WHAT IS NEEDED: From the excerpt on publishing biicode blocks, return everything from "Note how the" down to "user's policies.bii file.", word for word.

EXCERPT:
Contributing on that script means I need your credentials to test publication. That's why I haven't sent you a pull request instead :(

Note how the block is published as STABLE. This allows anyone to use your block. By default blocks published as DEV cannot be reused by others except explicitly asked in user's policies.bii file.

You can also use travis branch variables to set up different biicode tracks for your block matching each development branch you have on the repo. Check the python scripts I have at boost-biicode to generate different block tracks from block templates. These scripts for easy block generation and publication will be released anytime soon as an independent project

toeb commented 9 years ago

so if I understand correclty: I need to create an encrypted environment variable called YOUR_ENCRYPTED_BIIPASSWORD which contains my password and then the script you posted will work .?

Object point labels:

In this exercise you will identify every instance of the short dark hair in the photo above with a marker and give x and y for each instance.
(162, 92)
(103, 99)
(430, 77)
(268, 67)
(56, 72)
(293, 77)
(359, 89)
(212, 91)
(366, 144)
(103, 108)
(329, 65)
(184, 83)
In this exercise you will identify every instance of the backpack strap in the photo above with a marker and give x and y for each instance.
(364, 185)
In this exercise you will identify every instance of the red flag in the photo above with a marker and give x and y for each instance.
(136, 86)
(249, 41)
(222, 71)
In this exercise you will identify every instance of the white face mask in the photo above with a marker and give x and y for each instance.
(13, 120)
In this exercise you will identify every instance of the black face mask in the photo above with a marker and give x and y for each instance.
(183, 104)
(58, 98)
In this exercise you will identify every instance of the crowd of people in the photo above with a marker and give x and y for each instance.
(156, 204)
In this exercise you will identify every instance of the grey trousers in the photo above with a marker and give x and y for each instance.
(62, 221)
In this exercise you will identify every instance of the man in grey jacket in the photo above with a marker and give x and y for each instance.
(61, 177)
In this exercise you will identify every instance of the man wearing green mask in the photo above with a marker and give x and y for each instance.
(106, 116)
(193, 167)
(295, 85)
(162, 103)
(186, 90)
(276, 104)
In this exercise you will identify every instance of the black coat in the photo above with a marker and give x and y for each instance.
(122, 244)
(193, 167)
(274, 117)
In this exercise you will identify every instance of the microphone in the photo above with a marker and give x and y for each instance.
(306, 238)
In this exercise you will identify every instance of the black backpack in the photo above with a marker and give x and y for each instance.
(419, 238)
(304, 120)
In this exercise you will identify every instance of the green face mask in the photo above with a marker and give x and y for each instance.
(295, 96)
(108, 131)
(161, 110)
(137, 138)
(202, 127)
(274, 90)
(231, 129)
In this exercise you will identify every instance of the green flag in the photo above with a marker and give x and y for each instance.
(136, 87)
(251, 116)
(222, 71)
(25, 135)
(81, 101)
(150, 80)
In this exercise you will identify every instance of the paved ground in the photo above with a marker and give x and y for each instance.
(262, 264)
--
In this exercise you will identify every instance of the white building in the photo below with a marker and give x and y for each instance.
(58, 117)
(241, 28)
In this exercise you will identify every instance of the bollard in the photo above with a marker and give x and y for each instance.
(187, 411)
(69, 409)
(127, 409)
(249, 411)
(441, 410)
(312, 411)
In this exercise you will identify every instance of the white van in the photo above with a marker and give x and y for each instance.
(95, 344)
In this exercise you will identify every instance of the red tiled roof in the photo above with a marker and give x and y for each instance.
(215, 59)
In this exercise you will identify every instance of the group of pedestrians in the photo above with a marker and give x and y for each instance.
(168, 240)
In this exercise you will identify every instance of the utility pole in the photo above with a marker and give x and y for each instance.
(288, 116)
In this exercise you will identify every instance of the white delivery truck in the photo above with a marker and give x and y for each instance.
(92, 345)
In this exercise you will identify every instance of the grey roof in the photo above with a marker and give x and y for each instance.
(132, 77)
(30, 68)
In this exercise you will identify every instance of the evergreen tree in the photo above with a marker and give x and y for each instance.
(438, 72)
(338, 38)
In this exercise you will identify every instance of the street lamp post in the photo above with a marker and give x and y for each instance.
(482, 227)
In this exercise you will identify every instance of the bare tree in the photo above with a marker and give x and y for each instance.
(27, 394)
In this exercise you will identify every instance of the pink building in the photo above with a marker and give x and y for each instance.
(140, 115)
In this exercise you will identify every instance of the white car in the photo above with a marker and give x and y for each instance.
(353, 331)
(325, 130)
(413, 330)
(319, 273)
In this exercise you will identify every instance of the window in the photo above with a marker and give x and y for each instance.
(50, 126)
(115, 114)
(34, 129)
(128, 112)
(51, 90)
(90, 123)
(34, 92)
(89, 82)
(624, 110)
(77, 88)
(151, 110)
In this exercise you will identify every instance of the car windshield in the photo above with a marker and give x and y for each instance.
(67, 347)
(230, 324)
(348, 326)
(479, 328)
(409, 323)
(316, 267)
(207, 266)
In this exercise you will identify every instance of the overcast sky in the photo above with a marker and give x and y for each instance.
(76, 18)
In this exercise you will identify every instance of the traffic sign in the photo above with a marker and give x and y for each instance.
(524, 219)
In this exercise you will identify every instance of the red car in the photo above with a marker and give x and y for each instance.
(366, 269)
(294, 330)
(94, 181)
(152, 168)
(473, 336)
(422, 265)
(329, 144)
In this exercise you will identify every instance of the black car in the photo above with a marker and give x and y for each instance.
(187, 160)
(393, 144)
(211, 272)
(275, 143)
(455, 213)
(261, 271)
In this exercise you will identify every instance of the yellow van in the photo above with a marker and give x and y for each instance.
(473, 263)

OUTPUT FOR THIS EXERCISE:
Note how the block is published as STABLE. This allows anyone to use your block. By default blocks published as DEV cannot be reused by others except explicitly asked in user's policies.bii file.